[Stored data entries]
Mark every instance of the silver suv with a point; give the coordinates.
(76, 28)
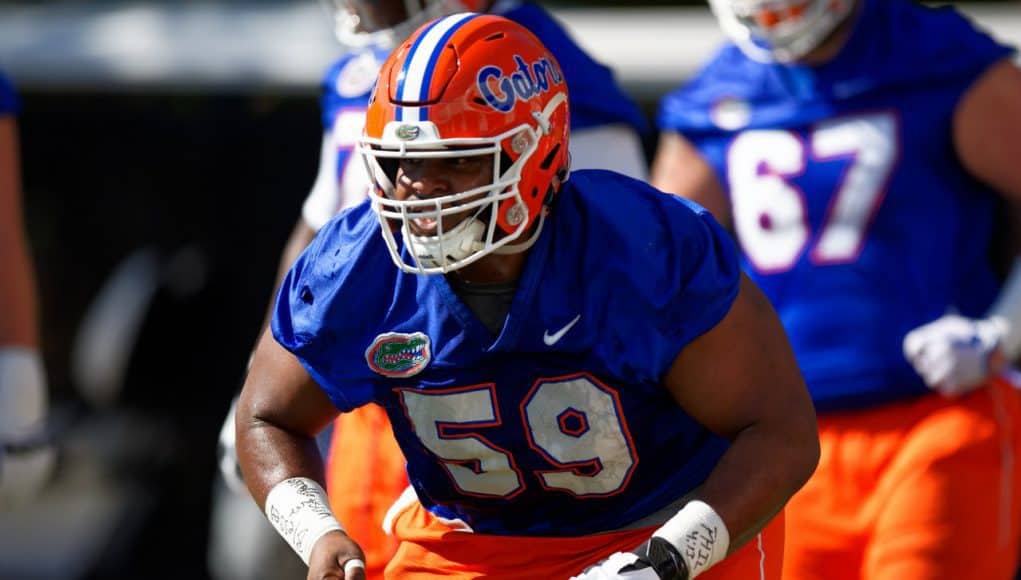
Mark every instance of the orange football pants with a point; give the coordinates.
(368, 477)
(373, 477)
(923, 489)
(431, 549)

» **Task to complete**
Only the lines from the one containing "Mark every instance of the orange" through the end of the entries above belong in the answer; repeat them exactly.

» **Exercise solution**
Mark every instance of the orange football pants with a point; give the coordinates.
(368, 477)
(373, 477)
(923, 489)
(431, 549)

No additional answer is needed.